YOUR INSTRUCTIONS
In the text on tobacco harm reduction, what percentage of surveyed healthcare providers believe the FDA has a duty to share findings when a smoke-free product is proven less harmful than cigarettes?

PROVIDED TEXT
# # # # #

The public deserves better informed doctors
A similar conversation is unfolding in the United States, where a recent white paper from Philip Morris International’s U.S. businesses spotlighted a major gap: doctors themselves are under-informed about tobacco harm reduction. Based on a national survey of more than 1,500 healthcare providers, the paper revealed that 93 percent of professionals believe the U.S. Food and Drug Administration (FDA) has a duty to share findings when a smoke-free product is proven less harmful than cigarettes. Almost all said they would pass that information along to patients. Yet the FDA has been largely silent, and most clinicians remain unaware of which products have been authorized after regulatory review.

This silence fuels dangerous misconceptions. Nearly two-thirds of surveyed providers either mistakenly believed or were unsure whether nicotine causes cancer. In reality, nicotine is addictive but not the main driver of smoking-related disease. The harm comes from combustion—the toxins created when tobacco burns. By conflating nicotine with smoke, many doctors unintentionally deprive patients of accurate information and perpetuate an “all-or-nothing” model: either quit entirely or continue smoking.

# # # # #

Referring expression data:
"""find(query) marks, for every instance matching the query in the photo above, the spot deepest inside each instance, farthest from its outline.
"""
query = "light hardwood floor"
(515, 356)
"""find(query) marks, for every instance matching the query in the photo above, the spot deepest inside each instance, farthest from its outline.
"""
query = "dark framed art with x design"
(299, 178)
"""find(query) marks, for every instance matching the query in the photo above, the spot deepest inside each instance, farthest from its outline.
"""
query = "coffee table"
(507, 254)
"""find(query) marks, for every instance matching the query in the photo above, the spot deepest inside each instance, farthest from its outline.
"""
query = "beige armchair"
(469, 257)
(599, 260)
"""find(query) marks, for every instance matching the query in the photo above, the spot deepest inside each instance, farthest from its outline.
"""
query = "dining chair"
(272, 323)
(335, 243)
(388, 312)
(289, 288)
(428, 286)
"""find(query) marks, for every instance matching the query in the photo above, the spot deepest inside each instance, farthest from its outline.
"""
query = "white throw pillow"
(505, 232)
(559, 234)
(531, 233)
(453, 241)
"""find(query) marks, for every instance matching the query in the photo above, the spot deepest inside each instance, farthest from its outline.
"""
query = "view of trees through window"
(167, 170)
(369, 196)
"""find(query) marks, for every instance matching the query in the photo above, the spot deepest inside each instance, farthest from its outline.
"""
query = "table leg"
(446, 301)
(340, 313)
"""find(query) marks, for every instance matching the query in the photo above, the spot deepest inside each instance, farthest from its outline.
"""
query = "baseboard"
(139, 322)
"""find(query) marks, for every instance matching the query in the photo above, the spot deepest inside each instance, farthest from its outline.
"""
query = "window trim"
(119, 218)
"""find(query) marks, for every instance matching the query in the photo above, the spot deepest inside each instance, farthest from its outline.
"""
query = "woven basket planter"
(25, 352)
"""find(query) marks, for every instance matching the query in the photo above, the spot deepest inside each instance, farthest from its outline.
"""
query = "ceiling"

# # # # #

TASK ANSWER
93 percent.